* [BRIEF]: Find the line containing "In this exercise you will indicate the black". Quote it and every line after it, exactly, through the end; skip pictures.

* [DATA]:
:::

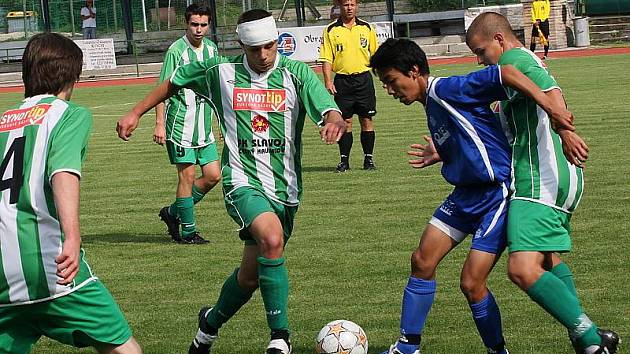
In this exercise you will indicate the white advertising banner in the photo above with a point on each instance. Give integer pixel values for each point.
(97, 53)
(302, 43)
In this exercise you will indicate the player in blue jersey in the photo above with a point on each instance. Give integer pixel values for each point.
(475, 155)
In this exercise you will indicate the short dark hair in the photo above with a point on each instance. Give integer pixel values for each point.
(487, 24)
(50, 63)
(197, 9)
(252, 15)
(400, 54)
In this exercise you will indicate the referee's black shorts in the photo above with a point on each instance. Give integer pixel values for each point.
(544, 28)
(355, 95)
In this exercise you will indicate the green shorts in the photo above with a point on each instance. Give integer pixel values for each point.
(196, 156)
(537, 227)
(244, 204)
(87, 317)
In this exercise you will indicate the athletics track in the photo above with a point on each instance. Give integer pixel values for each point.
(432, 61)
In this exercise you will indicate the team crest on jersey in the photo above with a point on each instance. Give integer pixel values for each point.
(262, 100)
(286, 44)
(18, 118)
(260, 124)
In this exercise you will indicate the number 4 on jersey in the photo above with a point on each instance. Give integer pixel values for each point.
(14, 183)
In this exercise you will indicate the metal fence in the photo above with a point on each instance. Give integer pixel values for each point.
(161, 15)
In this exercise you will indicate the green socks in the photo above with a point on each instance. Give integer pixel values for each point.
(563, 273)
(231, 299)
(185, 208)
(198, 194)
(273, 280)
(554, 296)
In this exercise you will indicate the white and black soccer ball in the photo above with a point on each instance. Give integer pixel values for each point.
(341, 337)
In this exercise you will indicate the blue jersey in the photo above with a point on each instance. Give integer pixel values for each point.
(465, 131)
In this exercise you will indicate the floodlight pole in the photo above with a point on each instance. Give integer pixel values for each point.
(126, 10)
(390, 10)
(46, 15)
(213, 19)
(299, 12)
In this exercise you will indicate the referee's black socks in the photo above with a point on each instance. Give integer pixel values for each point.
(367, 142)
(345, 145)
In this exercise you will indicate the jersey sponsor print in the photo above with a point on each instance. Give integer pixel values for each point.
(261, 117)
(39, 138)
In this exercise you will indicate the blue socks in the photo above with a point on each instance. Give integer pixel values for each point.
(488, 320)
(417, 301)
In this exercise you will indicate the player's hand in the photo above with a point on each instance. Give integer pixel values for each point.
(573, 147)
(562, 119)
(334, 128)
(126, 125)
(331, 88)
(159, 134)
(68, 261)
(427, 154)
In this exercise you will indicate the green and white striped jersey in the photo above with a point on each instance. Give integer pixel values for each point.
(261, 117)
(540, 171)
(188, 116)
(38, 138)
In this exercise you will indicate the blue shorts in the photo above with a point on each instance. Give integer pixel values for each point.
(480, 210)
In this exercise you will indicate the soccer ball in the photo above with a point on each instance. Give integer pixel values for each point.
(341, 337)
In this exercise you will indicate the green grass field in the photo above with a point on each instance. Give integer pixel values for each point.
(349, 254)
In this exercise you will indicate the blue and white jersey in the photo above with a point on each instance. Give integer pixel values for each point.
(465, 131)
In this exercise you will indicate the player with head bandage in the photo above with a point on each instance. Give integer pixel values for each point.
(261, 99)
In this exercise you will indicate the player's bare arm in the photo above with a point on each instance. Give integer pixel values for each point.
(159, 132)
(328, 81)
(573, 147)
(129, 122)
(65, 187)
(334, 127)
(427, 154)
(512, 77)
(556, 96)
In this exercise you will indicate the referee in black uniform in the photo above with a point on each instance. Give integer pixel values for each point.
(348, 45)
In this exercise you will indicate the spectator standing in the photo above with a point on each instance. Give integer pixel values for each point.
(88, 15)
(540, 24)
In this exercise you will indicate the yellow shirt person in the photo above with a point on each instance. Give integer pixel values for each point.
(541, 10)
(348, 45)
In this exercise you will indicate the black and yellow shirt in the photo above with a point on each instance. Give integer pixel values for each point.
(540, 10)
(348, 49)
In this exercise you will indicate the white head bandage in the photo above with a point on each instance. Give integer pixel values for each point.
(259, 32)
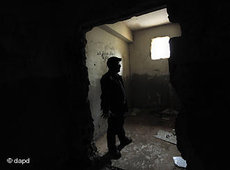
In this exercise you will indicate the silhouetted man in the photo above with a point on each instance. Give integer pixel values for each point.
(114, 106)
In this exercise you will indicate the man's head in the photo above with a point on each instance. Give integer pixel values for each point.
(113, 64)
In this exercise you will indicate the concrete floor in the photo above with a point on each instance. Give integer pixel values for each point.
(146, 152)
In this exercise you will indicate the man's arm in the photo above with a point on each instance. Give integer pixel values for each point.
(105, 97)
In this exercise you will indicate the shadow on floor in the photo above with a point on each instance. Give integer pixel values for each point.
(146, 152)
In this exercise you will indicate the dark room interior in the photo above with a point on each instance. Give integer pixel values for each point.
(46, 118)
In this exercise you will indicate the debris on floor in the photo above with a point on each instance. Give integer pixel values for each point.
(166, 136)
(180, 162)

:::

* [RESULT OF THIS TASK]:
In this exercise you will indicate the black and yellow shirt in the photo above with a point on each instance. Give integer pixel values for each point.
(540, 10)
(348, 49)
In this exercise you will indicate the white head bandage in the photo above with a point on each instance. Give integer pixel values for each point.
(259, 32)
In this exercise you will indicate the silhouetted man in the photo above with a point on each instance. Give integer pixel values for each point.
(114, 106)
In this exercise you will indicate the man's head in the photo above with a point on each instance. Give integer pixel values for each point.
(113, 64)
In this exercise you will indicate the concrete floor in the photo above with a point on each instance. Give integer pixel values for each point.
(146, 152)
In this exercise you will indicate the man's arm in the photo above with a point on each instance. Give integer pixel values for each point.
(105, 97)
In this exercise you will indicate the shadow on floor in the photo above with a point on each instance. Give integer pixel values for each point.
(146, 152)
In this exercise you will indicate the dark room interior in the photo above with a point on each instance. Give integer pixel values for each point.
(46, 118)
In this exercise you will indicate the debris on floor in the photo above with a point on each instance. Give integer pixel values for each point.
(166, 136)
(180, 162)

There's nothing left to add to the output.